**EXERCISE:**
Convert the part of the rows below that opens with the row containing "Find the man in black" and closes with the row containing "column 305, row 262" into a Markdown table with the columns Num and Entry. Put a running number in Num and each row's text in Entry, and leave out any blank lines.

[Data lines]
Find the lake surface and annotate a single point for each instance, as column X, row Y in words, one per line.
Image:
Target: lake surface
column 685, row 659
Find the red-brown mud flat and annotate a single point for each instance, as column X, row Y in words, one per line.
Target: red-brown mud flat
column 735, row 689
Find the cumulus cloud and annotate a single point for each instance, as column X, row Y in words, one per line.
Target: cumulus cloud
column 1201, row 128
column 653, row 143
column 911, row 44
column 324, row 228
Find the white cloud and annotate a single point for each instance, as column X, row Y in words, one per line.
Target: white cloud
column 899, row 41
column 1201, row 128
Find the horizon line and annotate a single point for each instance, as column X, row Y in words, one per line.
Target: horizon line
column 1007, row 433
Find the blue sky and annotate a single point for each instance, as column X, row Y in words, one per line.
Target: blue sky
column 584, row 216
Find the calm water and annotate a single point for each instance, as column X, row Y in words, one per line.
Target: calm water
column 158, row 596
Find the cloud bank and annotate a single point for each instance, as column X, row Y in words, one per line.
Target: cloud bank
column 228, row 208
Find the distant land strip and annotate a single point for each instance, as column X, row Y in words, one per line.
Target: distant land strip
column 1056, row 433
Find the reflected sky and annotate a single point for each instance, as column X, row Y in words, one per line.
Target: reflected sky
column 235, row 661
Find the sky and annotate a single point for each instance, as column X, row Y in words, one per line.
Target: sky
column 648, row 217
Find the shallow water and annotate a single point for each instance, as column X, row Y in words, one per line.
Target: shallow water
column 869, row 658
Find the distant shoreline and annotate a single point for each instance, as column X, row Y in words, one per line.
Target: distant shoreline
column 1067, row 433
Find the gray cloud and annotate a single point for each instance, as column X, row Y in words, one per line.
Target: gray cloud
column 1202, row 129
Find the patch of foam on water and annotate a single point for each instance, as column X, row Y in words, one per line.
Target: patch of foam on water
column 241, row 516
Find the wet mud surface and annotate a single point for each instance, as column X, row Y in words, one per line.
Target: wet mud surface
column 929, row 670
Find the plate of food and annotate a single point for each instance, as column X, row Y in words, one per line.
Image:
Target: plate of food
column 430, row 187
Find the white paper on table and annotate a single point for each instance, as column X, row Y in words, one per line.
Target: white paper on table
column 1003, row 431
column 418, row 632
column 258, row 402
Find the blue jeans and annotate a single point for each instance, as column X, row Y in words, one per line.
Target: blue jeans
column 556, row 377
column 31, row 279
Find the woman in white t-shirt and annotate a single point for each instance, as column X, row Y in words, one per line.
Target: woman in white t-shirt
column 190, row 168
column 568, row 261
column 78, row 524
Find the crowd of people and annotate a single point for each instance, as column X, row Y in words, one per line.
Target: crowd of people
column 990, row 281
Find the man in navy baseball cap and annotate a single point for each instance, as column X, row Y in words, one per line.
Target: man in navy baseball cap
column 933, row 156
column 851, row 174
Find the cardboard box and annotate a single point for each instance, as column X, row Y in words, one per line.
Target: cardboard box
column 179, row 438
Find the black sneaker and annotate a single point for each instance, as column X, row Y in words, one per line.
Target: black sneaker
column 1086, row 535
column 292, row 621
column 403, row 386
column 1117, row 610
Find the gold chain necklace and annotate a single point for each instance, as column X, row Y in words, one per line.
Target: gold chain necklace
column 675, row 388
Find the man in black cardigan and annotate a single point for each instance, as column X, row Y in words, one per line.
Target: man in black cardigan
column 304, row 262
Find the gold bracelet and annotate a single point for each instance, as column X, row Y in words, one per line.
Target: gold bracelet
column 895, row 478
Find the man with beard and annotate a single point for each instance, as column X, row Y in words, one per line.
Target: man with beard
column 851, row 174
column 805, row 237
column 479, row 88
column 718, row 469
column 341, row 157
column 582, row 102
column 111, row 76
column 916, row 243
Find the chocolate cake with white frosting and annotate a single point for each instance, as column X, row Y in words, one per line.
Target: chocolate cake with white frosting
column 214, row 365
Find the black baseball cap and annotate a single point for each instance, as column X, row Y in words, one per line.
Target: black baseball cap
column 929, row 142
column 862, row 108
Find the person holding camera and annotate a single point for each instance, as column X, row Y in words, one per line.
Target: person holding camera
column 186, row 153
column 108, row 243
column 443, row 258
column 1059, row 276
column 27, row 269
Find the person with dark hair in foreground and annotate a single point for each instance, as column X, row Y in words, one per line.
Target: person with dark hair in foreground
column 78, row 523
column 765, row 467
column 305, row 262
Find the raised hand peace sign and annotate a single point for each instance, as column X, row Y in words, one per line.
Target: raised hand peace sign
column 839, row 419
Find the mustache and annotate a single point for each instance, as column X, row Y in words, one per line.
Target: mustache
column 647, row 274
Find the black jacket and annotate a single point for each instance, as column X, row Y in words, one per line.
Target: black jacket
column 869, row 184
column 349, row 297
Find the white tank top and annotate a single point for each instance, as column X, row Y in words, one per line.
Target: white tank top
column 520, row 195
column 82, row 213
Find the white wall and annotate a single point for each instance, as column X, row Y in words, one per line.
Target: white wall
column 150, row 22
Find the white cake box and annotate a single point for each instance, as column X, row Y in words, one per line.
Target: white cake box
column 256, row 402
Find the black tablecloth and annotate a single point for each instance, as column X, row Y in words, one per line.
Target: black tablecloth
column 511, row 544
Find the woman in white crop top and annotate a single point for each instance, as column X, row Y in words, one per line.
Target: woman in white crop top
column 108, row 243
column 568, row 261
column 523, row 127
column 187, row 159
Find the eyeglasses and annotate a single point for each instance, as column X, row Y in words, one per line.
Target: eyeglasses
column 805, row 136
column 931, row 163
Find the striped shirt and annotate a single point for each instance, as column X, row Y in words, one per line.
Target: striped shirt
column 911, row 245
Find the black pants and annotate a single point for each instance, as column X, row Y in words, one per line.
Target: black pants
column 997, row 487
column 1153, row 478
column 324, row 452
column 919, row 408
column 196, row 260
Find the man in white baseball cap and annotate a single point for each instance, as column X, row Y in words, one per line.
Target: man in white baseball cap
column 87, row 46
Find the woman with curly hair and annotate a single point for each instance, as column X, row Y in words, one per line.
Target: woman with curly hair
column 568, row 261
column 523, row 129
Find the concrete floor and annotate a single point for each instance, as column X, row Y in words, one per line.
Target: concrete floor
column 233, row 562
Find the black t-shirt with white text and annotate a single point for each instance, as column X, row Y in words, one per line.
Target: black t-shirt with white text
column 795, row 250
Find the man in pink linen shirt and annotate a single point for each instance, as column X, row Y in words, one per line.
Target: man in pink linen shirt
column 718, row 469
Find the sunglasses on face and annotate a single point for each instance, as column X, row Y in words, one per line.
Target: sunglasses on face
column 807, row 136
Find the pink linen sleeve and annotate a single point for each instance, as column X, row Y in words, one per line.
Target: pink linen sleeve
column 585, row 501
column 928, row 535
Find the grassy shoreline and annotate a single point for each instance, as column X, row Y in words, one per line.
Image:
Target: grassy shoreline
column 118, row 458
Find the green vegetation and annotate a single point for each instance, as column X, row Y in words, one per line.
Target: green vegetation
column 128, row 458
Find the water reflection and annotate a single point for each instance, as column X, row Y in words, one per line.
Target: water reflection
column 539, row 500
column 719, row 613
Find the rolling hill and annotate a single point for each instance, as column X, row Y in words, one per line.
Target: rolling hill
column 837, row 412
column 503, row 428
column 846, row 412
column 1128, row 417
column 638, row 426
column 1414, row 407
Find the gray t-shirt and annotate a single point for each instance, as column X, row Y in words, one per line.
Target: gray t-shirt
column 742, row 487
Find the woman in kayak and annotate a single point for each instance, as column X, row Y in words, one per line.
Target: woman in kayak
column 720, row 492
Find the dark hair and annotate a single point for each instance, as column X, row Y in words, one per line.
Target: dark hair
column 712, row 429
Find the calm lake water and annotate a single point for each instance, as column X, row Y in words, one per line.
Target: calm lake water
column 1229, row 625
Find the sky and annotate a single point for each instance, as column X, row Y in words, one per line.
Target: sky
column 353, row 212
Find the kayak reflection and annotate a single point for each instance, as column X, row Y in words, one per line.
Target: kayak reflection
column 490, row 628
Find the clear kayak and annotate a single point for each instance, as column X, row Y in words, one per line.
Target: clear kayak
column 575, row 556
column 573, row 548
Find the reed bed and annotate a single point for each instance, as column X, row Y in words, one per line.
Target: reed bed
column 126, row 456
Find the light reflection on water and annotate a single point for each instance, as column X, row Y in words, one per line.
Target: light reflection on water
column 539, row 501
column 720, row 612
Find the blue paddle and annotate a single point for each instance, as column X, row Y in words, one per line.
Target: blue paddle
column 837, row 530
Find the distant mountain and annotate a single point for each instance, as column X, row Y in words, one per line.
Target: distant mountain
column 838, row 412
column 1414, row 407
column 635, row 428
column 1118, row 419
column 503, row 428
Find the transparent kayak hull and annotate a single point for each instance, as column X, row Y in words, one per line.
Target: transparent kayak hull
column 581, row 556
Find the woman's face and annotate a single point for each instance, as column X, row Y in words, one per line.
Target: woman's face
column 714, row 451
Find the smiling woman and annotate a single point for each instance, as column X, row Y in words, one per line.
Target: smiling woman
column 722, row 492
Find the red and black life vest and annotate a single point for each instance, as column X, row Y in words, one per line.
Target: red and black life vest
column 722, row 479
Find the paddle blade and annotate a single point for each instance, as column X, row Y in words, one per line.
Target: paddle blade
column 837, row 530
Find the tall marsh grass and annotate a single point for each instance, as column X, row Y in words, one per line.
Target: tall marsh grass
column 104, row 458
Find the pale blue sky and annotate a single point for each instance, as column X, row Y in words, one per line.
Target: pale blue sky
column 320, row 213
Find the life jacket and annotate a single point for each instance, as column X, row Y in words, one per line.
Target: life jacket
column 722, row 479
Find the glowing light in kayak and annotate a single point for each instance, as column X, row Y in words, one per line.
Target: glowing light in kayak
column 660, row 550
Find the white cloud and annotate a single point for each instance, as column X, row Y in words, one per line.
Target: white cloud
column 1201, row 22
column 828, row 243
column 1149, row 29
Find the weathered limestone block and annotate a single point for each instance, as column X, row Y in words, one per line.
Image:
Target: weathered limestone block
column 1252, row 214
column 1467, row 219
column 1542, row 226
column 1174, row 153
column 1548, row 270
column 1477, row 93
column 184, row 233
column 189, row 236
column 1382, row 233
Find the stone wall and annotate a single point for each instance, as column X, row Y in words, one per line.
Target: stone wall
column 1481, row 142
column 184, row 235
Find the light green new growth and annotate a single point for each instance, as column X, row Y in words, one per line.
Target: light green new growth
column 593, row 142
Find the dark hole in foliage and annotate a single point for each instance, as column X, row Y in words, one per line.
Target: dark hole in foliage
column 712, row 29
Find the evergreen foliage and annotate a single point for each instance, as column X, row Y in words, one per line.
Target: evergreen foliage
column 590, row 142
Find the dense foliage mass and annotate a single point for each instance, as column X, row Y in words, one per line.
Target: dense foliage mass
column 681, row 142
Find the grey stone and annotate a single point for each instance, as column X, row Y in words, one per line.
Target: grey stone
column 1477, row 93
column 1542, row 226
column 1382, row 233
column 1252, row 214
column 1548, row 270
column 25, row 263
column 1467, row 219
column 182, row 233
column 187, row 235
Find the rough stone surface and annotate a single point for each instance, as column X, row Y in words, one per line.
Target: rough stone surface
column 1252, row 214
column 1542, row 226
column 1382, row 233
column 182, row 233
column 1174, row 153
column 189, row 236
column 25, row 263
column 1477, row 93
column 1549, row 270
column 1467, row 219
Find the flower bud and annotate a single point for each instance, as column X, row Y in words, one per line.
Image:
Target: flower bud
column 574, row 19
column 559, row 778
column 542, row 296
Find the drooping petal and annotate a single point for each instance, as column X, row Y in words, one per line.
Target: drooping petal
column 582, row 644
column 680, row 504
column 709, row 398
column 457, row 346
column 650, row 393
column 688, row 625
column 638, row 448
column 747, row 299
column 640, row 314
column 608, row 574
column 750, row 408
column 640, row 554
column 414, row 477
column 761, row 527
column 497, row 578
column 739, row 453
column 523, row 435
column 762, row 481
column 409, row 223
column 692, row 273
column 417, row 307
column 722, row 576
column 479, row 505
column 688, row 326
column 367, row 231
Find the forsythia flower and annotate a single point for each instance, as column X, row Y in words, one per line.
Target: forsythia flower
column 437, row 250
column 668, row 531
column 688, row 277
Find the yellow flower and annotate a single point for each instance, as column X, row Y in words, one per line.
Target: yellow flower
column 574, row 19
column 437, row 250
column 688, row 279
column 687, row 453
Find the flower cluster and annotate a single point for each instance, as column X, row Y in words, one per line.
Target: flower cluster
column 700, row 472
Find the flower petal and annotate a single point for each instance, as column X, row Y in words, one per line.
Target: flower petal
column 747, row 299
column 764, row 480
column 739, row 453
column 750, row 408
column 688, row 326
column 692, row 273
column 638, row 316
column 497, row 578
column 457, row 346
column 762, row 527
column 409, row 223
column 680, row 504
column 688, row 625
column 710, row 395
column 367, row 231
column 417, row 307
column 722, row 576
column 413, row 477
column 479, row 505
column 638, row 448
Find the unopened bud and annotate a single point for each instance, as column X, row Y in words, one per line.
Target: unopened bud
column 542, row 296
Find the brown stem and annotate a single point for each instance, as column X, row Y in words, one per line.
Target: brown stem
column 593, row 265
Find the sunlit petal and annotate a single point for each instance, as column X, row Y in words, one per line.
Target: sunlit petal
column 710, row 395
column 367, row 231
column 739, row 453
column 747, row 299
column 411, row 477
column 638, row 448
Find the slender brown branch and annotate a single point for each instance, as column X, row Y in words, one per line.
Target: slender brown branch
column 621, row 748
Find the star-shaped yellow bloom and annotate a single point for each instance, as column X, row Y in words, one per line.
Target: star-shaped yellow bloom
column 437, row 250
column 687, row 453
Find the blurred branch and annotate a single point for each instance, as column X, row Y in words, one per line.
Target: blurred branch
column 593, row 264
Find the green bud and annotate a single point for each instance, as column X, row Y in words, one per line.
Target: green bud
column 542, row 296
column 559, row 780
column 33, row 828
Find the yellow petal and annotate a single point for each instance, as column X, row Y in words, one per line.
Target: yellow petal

**EXERCISE RESULT:**
| Num | Entry |
|---|---|
| 1 | Find the man in black cardigan and annotate a single point for each instance, as column X, row Y in words, one per line. |
| 2 | Target: man in black cardigan |
| 3 | column 304, row 262 |
| 4 | Find the gold bracelet and annotate a single point for each instance, as column X, row Y in words, one per line. |
| 5 | Target: gold bracelet |
| 6 | column 895, row 478 |
| 7 | Find the man with beard and annotate a single point for each instance, as column X, row Y in words, one per line. |
| 8 | Target: man with beard |
| 9 | column 851, row 174 |
| 10 | column 805, row 237 |
| 11 | column 479, row 88 |
| 12 | column 718, row 469 |
| 13 | column 341, row 157 |
| 14 | column 582, row 102 |
| 15 | column 111, row 76 |
| 16 | column 916, row 243 |
| 17 | Find the chocolate cake with white frosting and annotate a single point for each instance, as column X, row Y in words, one per line. |
| 18 | Target: chocolate cake with white frosting |
| 19 | column 214, row 365 |
| 20 | Find the black baseball cap and annotate a single point for each instance, as column X, row Y in words, one per line. |
| 21 | Target: black baseball cap |
| 22 | column 929, row 142 |
| 23 | column 862, row 108 |
| 24 | Find the person holding camera and annotate a single point for each instance, as column X, row Y in words, one per line. |
| 25 | Target: person holding camera |
| 26 | column 186, row 153 |
| 27 | column 108, row 243 |
| 28 | column 443, row 258 |
| 29 | column 1059, row 276 |
| 30 | column 27, row 269 |
| 31 | Find the person with dark hair in foreground and annotate a single point for each instance, as column X, row Y in words, one per line. |
| 32 | Target: person with dark hair in foreground |
| 33 | column 78, row 523 |
| 34 | column 765, row 467 |
| 35 | column 305, row 262 |